WORK REQUIRED: Every record below must be set down again exactly as given.

Stored records
● ● ● ● ● ● ●

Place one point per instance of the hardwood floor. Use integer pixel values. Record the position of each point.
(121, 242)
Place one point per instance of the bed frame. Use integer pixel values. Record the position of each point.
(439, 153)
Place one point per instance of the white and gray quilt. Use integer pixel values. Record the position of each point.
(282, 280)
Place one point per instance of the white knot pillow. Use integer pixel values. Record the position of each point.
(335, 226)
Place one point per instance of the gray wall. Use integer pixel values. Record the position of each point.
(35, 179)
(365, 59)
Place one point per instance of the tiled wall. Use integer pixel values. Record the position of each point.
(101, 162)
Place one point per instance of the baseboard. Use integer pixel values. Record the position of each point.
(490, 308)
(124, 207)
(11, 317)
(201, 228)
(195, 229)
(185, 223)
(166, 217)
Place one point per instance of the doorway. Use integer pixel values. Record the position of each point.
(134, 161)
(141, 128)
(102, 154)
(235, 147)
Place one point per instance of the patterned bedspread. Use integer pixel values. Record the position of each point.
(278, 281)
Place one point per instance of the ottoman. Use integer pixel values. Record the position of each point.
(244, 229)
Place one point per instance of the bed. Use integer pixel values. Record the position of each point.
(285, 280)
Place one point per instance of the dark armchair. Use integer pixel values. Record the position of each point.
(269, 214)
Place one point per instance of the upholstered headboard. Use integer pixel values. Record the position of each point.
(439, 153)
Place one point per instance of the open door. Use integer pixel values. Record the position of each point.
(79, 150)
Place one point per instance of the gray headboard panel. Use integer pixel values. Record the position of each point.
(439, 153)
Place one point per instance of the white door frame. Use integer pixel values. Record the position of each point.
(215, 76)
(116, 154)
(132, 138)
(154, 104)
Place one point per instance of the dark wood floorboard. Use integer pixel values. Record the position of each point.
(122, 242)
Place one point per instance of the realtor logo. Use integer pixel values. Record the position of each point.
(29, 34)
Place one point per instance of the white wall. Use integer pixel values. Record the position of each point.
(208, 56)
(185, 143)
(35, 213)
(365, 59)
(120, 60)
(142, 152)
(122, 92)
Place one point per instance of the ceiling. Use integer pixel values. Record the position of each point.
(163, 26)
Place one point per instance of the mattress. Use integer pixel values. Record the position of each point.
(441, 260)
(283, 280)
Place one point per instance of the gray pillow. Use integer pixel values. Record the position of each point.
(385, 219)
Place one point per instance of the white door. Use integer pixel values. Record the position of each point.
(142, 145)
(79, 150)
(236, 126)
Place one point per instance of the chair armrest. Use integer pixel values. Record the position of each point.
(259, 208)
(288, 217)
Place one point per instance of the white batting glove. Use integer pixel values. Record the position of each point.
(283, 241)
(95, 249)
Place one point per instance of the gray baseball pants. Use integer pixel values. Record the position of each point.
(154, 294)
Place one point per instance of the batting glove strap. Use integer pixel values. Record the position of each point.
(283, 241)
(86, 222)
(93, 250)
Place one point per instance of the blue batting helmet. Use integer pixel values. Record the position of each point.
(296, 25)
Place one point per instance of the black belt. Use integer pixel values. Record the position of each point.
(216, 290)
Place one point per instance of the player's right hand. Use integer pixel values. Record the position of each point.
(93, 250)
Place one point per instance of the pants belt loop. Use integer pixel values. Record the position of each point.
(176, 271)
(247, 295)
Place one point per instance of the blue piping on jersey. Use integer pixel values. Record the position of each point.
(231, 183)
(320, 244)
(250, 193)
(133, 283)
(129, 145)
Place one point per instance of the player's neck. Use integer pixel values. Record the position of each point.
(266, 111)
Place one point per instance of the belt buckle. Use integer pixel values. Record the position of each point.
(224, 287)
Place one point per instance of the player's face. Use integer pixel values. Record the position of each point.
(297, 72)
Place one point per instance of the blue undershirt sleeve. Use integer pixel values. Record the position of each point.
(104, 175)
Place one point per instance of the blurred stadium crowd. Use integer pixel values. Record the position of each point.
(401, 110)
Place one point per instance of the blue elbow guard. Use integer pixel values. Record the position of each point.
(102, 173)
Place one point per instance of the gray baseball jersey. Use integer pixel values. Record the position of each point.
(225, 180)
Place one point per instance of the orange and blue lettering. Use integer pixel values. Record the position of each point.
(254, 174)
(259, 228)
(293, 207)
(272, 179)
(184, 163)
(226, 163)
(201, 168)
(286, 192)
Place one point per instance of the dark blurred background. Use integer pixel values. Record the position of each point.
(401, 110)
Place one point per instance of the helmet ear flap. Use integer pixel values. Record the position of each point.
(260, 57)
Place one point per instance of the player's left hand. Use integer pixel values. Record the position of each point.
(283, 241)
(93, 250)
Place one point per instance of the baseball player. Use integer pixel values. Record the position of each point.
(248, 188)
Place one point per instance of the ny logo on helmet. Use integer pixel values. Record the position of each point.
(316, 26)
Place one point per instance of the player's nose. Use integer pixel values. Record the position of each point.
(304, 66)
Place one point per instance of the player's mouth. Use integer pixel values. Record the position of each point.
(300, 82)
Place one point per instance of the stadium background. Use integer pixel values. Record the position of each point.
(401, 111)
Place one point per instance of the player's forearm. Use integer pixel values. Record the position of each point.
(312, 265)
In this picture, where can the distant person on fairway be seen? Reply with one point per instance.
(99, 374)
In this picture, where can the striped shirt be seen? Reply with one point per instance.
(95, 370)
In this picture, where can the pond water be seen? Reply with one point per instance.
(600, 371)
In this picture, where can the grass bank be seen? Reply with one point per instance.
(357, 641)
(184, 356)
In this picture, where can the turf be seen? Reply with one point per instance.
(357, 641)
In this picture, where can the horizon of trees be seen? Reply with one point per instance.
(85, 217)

● ● ● ● ● ● ●

EXPECTED ANSWER:
Place one point per instance of the hardwood floor. Use integer pixel values. Record the position of each point.
(121, 242)
Place one point per instance of the bed frame. Use integer pixel values. Record the position of each point.
(439, 153)
Place one point per instance of the white and gray quilt. Use integer pixel values. Record the position of each point.
(282, 280)
Place one point per instance of the white knot pillow. Use integer pixel values. Record the position of each point.
(335, 226)
Place one point per instance of the gray wall. Use integer pixel values. Record the position of each point.
(35, 179)
(365, 59)
Place one point per instance of the tiled wall. Use integer pixel values. Record the position of each point.
(101, 162)
Place one point per instance of the baseboard. Use integer pixel values. Record the position of each point.
(490, 308)
(124, 207)
(11, 317)
(201, 228)
(195, 229)
(185, 223)
(166, 217)
Place one point per instance of the doorway. Use integer pixel values. Record the position of each point.
(134, 161)
(141, 128)
(102, 154)
(235, 147)
Place one point per instance of the patterned bedspread. Use integer pixel values. Record the position of each point.
(278, 281)
Place one point per instance of the ottoman. Use integer pixel values. Record the position of each point.
(244, 229)
Place one point per instance of the bed. Use integer pixel values. Record the position of each point.
(285, 280)
Place one point per instance of the dark armchair. Use integer pixel values. Record the position of each point.
(269, 214)
Place one point per instance of the upholstered headboard. Use integer pixel values. Record the position of each point.
(439, 153)
Place one point per instance of the open door. Use integer pixel values. Record the position of each point.
(79, 150)
Place one point per instance of the gray headboard panel. Use integer pixel values. Record the position of each point.
(439, 153)
Place one point per instance of the white door frame. Use integer pixel values. Record the position of each point.
(215, 76)
(116, 154)
(132, 138)
(154, 104)
Place one point per instance of the dark wood floorboard. Use integer pixel values. Record the position of each point.
(122, 242)
Place one point per instance of the realtor logo. Use integer pixel values. Record the position of each point.
(29, 34)
Place one point per instance of the white wall. Use integer pixel values. Record the position of each point.
(208, 56)
(185, 143)
(35, 213)
(365, 59)
(120, 60)
(142, 152)
(122, 92)
Place one point per instance of the ceiling. Use integer pixel values. Record the position of each point.
(163, 26)
Place one point per instance of the mattress. Use integer pixel values. Record the position of each point.
(441, 260)
(283, 280)
Place one point per instance of the gray pillow. Use integer pixel values. Record the position of each point.
(385, 219)
Place one point per instance of the white door. Use integer pixel values. Record the position of each point.
(142, 145)
(79, 150)
(236, 126)
Place one point per instance of the chair armrest. Use integer pixel values. Record the position of each point.
(259, 208)
(288, 217)
Place one point per instance of the white batting glove. Use integer pixel values. Record the position of each point.
(283, 241)
(95, 249)
Place one point per instance of the gray baseball pants. Use integer pixel values. Record the position of each point.
(154, 294)
Place one point per instance of the batting glove strap. Use integer pixel values. Record the position of each point.
(283, 241)
(86, 222)
(93, 250)
Place one point per instance of the blue batting helmet. Use integer pixel values. Record the position of each point.
(296, 25)
Place one point per instance of the black belt. Use integer pixel values. Record the position of each point.
(216, 290)
Place one point per instance of the player's right hand. Use integer pixel values. Record the position of each point.
(93, 250)
Place one point per instance of the pants belt loop. Use integer pixel values. Record the position of each point.
(176, 271)
(247, 295)
Place one point per instance of the blue piping on jersey. Use integer pixel values. Record the position of each point.
(231, 183)
(320, 244)
(250, 193)
(133, 283)
(129, 145)
Place one point per instance of the player's neck. Use integer pixel values. Record the position of each point.
(266, 111)
Place one point per instance of the belt buckle. Use integer pixel values. Record the position of each point.
(224, 287)
Place one point per instance of the player's face. Use integer pixel values. Record the position of each point.
(297, 72)
Place one point per instance of the blue undershirt sleeve. Use integer pixel values. Record the position of each point.
(104, 175)
Place one point per instance of the blurred stadium crowd. Use integer pixel values. Record the position of each point.
(401, 110)
Place one point per instance of the blue elbow guard. Use integer pixel values. Record the position of each point.
(102, 173)
Place one point per instance of the gray baseball jersey. Use integer pixel values. Record the position of each point.
(225, 180)
Place one point per instance of the orange and blue lettering. Use integer pixel values. Record the position of each point.
(254, 174)
(259, 228)
(293, 207)
(272, 179)
(184, 163)
(226, 163)
(201, 168)
(286, 192)
Place one point per instance of the dark blurred background. Use integer pixel values. Record the position of each point.
(401, 110)
Place one point per instance of the helmet ear flap. Use integer pixel values. Record the position of each point.
(260, 57)
Place one point per instance of the player's left hand. Use integer pixel values. Record the position of each point.
(283, 241)
(93, 250)
Place one point per instance of the baseball player. Use integer pixel values. Record the position of each point.
(248, 188)
Place one point per instance of the ny logo on helmet. Use integer pixel values. Record the position of each point.
(316, 26)
Place one point per instance of the player's nose. Use integer pixel values. Record the position of each point.
(304, 66)
Place one point per instance of the player's mouth. Use integer pixel values. Record the position of each point.
(300, 82)
Place one point per instance of the stadium background. Use integer pixel values. Record the position of each point.
(401, 111)
Place one point per instance of the player's forearm. Use integer pixel values. Record the position of each point.
(312, 265)
In this picture, where can the distant person on fairway be seen? Reply with one point per instance.
(99, 374)
In this picture, where can the striped shirt be seen? Reply with one point per instance.
(95, 370)
In this picture, where can the pond water be seen? Reply with one point per instance.
(600, 371)
In this picture, where can the grass bank be seen? Reply with one point per instance.
(357, 641)
(184, 356)
In this picture, where can the turf be seen? Reply with one point per instance.
(357, 641)
In this picture, where can the horizon of trees be seen? Reply with one point per instance.
(85, 217)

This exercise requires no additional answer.